| Instrucción |
Identifica en las filas todas las líneas que contienen la cadena "light" y cópialas. Ten en cuenta que se distinguen mayúsculas y minúsculas.

(Filas del conjunto de datos)
....

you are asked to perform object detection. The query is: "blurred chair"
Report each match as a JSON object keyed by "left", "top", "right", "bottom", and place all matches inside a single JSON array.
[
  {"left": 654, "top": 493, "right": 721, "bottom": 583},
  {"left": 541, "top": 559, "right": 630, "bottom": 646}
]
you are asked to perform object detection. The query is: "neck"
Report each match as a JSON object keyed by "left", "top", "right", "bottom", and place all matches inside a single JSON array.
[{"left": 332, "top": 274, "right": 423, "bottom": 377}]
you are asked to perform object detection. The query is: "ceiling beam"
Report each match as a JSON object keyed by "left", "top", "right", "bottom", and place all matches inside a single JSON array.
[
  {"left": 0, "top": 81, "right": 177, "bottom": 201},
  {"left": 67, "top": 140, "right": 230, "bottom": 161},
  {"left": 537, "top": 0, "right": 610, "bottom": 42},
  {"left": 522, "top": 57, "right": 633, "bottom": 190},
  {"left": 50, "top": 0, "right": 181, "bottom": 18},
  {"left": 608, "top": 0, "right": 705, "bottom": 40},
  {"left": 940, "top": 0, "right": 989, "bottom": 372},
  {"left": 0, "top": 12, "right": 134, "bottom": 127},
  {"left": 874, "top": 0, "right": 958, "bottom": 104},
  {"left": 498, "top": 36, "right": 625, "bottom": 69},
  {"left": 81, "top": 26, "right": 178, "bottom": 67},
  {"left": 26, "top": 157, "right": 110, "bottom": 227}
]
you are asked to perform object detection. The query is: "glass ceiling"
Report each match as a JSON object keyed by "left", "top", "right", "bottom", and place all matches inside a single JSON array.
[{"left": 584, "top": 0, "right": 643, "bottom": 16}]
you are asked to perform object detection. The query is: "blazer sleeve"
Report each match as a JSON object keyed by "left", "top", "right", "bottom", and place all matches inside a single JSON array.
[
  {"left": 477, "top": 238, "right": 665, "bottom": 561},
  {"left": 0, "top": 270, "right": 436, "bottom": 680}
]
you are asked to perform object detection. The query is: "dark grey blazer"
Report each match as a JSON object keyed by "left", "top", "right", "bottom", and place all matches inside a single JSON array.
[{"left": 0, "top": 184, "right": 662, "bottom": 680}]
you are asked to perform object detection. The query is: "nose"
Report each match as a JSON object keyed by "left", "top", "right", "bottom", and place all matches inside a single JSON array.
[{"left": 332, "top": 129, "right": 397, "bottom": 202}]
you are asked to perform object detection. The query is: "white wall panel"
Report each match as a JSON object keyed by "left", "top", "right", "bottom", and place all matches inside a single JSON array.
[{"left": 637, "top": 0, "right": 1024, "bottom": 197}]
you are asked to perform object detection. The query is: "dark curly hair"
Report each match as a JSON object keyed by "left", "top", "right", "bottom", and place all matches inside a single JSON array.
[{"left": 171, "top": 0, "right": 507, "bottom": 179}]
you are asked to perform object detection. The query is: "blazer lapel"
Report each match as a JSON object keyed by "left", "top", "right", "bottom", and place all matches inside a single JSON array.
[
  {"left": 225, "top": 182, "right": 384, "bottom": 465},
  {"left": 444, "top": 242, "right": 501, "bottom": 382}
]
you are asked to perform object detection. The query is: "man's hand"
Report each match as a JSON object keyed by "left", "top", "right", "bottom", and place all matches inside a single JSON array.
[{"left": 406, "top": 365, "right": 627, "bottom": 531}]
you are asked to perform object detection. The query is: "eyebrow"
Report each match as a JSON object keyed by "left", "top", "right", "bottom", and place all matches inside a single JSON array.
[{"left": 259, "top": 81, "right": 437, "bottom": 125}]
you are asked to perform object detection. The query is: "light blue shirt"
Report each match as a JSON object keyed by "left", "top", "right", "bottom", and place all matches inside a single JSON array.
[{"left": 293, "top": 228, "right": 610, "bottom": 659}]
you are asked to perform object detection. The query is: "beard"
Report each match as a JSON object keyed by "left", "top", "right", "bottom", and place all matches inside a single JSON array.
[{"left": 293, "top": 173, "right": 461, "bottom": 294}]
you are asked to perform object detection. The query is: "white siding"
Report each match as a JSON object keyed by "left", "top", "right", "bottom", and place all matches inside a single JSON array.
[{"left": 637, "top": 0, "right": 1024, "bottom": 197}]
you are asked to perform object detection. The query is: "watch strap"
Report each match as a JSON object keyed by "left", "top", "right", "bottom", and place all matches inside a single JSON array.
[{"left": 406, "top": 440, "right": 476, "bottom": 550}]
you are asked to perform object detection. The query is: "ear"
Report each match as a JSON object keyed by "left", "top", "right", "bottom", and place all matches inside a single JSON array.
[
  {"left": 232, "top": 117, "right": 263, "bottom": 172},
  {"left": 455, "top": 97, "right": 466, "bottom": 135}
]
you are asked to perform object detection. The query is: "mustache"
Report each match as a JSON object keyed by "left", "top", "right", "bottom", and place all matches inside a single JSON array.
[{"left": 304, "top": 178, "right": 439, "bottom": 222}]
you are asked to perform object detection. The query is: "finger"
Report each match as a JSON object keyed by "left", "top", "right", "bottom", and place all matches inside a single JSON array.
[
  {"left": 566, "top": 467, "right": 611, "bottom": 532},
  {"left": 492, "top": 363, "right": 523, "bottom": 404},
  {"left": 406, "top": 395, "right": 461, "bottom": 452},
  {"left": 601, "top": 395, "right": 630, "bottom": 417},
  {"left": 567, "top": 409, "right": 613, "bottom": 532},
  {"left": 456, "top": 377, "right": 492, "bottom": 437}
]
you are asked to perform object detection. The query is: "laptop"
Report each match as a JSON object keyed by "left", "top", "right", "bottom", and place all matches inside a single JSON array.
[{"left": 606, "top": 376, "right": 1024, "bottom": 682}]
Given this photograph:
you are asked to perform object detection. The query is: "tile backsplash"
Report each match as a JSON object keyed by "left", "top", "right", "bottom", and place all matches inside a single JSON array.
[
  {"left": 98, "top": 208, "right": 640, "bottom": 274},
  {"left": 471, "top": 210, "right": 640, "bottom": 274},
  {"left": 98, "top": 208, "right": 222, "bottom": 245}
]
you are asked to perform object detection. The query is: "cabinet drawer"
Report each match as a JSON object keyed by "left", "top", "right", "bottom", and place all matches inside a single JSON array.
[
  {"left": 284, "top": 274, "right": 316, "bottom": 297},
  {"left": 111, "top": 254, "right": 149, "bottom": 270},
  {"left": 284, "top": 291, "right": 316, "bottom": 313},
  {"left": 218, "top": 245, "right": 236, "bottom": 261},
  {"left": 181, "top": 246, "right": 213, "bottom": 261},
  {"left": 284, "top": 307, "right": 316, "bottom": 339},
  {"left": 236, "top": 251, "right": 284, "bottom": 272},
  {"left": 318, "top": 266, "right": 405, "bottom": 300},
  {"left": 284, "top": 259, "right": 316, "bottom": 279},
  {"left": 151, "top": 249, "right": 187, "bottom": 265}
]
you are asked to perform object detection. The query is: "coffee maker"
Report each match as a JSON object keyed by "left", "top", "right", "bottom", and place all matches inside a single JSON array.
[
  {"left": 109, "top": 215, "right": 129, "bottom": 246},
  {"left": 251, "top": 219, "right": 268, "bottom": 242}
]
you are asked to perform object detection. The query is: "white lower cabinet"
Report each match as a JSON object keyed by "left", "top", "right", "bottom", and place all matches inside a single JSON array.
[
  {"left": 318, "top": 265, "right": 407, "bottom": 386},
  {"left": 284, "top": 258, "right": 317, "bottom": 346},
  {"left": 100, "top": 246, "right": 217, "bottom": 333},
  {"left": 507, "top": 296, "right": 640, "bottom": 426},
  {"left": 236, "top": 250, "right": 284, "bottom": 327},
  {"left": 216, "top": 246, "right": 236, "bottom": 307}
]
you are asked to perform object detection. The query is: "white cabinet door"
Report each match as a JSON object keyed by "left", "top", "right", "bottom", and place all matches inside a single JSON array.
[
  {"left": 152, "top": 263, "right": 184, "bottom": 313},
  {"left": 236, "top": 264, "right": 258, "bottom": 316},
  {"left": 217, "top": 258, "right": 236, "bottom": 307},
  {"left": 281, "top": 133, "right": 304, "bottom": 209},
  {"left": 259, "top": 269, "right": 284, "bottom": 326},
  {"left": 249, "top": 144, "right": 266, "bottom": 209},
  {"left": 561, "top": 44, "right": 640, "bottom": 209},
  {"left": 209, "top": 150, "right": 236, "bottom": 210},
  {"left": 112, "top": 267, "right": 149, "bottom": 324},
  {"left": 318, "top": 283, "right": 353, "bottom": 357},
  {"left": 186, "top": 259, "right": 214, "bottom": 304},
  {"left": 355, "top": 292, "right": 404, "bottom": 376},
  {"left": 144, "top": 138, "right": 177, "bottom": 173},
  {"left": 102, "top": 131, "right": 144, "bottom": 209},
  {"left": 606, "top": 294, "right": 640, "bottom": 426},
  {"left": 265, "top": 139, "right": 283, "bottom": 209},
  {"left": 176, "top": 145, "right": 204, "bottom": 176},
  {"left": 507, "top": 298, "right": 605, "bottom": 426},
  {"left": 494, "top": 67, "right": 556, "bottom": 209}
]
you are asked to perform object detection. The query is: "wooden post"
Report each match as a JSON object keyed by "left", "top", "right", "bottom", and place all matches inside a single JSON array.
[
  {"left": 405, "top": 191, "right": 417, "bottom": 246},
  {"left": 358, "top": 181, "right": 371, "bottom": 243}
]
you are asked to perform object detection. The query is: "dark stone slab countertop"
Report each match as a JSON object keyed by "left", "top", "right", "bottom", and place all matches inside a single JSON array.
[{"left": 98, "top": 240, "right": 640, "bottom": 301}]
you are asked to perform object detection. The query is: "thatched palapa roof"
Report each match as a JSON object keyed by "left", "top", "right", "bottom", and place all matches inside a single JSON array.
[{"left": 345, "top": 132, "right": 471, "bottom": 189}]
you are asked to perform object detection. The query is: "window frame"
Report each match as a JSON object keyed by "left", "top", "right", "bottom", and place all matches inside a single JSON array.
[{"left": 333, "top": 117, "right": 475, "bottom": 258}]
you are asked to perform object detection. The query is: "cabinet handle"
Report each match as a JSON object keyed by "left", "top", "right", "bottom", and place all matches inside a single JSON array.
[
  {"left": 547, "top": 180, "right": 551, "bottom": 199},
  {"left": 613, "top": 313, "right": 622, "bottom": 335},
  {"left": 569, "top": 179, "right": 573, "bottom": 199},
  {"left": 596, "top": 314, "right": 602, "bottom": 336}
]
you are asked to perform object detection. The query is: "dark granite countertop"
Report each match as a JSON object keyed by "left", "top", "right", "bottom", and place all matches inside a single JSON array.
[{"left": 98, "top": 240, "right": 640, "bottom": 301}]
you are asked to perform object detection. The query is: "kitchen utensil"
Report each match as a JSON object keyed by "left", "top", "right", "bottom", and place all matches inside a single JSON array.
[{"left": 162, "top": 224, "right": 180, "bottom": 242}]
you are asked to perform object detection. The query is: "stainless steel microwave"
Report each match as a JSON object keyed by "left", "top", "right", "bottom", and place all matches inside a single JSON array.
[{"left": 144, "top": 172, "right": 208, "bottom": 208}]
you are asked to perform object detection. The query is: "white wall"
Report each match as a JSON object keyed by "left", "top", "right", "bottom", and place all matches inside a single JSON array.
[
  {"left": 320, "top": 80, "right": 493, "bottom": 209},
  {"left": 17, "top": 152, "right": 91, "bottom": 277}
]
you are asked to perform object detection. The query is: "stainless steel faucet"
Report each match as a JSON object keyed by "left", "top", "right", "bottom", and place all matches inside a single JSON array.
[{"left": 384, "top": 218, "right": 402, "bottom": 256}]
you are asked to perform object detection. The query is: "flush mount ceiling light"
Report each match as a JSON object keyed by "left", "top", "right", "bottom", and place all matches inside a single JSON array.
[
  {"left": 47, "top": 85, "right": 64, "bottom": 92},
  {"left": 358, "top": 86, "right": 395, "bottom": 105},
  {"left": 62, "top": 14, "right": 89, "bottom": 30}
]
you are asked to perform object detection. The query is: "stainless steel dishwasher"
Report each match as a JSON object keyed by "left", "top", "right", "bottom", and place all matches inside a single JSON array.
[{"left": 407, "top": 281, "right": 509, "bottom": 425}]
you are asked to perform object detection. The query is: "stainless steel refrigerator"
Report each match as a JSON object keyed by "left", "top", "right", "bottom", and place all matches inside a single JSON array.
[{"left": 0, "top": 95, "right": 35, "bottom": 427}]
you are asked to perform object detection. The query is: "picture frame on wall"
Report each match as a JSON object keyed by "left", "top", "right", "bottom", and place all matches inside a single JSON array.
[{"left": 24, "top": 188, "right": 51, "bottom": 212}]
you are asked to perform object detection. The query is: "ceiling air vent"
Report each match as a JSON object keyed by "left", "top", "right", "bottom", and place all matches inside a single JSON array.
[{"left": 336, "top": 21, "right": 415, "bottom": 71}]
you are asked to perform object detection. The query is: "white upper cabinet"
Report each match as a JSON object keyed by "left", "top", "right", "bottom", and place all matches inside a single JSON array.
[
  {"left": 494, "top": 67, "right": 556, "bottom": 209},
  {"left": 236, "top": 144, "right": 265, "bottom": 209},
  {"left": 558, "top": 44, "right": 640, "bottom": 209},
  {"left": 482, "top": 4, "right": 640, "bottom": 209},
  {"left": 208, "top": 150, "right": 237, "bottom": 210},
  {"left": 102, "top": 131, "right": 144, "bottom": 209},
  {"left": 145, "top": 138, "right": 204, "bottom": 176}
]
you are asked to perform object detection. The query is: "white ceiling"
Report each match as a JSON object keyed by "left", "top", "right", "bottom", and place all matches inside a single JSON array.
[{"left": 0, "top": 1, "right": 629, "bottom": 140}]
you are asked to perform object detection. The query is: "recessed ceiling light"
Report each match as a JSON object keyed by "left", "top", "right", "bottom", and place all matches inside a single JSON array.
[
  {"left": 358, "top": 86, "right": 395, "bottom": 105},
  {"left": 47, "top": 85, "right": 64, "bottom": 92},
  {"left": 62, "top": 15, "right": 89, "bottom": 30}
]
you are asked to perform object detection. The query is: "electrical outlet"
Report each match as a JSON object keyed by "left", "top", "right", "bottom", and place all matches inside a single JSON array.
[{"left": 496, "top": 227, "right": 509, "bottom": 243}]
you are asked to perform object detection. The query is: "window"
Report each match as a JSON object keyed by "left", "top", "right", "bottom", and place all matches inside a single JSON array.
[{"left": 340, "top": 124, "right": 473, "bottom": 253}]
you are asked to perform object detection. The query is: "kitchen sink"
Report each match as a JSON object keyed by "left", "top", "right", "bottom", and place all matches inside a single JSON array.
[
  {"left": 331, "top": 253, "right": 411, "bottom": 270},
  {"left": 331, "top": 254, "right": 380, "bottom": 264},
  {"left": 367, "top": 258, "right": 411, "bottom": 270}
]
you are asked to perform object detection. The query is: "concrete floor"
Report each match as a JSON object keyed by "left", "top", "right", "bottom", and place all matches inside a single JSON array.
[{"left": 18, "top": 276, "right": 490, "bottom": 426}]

....

| Resultado |
you are asked to perform object detection. The query is: "light blue shirt"
you are asked to perform object detection. The query is: "flush mount ceiling light"
you are asked to perform object detection. The query is: "recessed ceiling light"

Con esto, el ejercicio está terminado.